▶ _DIRECTIONS_
Each line below with the word "gear" needs to be copied.

▶ _AVAILABLE RECORDS_
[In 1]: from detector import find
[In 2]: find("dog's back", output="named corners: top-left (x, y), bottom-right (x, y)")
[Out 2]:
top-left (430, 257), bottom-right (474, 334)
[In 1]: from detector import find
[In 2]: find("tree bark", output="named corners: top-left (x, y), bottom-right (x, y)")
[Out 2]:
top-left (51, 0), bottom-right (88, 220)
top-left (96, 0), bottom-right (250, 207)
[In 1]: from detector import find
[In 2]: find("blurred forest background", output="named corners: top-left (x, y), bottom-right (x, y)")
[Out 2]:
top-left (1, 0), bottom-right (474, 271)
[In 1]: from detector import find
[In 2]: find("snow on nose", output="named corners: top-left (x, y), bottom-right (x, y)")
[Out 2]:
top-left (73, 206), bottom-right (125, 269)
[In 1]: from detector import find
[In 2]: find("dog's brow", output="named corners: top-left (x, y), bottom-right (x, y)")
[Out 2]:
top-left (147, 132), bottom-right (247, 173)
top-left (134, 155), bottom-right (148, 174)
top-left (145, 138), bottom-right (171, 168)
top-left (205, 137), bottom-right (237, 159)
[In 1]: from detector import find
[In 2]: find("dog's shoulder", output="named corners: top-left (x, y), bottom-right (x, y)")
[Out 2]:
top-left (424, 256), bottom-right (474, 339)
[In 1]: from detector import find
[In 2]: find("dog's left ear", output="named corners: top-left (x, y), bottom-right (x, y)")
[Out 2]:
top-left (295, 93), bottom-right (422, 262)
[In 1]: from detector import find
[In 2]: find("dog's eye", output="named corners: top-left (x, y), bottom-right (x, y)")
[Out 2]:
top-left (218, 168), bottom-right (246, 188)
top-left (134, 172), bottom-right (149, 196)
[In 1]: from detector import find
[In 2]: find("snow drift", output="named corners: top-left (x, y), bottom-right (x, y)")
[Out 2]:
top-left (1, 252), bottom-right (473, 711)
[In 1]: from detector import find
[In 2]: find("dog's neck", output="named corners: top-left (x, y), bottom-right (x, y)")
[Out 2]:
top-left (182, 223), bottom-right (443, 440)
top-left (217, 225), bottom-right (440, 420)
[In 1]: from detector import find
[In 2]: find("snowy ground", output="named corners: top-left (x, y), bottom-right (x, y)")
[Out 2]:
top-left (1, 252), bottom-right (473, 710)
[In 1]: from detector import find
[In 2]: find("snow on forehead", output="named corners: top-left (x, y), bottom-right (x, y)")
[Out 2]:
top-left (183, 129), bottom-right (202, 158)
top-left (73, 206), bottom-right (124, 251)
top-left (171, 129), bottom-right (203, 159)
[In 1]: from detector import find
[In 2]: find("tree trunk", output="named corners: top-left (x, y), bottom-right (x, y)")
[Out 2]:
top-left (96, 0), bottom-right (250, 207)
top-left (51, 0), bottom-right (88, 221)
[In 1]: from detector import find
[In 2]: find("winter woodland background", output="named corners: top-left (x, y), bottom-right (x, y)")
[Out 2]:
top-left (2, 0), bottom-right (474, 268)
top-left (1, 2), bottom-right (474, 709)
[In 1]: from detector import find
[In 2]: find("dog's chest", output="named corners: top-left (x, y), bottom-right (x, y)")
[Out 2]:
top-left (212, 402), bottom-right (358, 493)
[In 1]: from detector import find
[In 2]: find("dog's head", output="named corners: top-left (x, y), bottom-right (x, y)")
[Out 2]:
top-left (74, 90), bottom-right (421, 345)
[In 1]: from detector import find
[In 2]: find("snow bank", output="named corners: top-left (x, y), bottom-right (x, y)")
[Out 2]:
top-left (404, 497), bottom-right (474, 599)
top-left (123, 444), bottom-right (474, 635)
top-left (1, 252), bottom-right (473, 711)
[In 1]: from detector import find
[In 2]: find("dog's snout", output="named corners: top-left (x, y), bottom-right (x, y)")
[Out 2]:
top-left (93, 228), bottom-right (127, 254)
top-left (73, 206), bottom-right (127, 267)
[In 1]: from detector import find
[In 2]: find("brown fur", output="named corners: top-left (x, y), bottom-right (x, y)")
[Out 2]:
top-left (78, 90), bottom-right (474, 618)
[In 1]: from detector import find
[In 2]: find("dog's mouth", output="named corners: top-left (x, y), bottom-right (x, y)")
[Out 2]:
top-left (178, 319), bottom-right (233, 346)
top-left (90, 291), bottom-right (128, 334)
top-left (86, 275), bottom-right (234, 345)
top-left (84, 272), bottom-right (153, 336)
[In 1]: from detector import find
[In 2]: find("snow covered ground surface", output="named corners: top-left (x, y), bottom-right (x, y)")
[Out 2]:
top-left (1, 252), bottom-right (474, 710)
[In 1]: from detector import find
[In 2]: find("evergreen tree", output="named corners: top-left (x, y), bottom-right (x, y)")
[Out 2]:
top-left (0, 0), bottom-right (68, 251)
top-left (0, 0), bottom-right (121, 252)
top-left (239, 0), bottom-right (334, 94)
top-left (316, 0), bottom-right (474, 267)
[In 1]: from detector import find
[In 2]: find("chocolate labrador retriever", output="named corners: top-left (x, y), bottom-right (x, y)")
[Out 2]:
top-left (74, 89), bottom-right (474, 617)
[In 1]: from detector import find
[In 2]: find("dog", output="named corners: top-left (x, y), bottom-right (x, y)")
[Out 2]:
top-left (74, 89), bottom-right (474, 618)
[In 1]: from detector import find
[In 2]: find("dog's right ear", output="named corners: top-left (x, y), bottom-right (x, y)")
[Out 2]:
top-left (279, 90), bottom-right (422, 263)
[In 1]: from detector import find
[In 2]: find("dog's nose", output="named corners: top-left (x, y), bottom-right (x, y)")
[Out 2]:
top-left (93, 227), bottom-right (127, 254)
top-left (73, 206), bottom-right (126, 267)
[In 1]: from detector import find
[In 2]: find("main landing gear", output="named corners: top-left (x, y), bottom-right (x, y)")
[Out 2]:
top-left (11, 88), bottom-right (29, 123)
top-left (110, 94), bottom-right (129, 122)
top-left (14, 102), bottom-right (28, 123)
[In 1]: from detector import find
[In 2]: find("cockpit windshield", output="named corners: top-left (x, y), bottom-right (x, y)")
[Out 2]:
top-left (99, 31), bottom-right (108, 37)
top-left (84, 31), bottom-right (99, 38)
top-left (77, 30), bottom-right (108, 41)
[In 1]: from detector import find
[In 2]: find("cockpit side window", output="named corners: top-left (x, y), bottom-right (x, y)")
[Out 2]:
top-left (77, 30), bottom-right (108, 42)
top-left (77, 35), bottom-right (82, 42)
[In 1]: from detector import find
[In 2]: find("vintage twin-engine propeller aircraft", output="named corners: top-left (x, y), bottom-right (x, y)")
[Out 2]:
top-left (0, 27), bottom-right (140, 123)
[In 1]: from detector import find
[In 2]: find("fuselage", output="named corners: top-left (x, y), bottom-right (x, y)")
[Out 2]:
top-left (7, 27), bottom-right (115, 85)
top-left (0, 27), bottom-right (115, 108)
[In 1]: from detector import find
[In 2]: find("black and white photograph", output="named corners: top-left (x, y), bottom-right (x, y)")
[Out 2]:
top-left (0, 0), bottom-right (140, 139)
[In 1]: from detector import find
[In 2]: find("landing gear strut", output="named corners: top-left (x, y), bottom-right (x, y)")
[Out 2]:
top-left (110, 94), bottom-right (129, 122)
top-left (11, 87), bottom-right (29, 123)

▶ _EXERCISE RESPONSE_
[In 2]: find("main landing gear", output="named corners: top-left (x, y), bottom-right (x, y)")
[In 2]: find("landing gear strut", output="named corners: top-left (x, y), bottom-right (x, y)")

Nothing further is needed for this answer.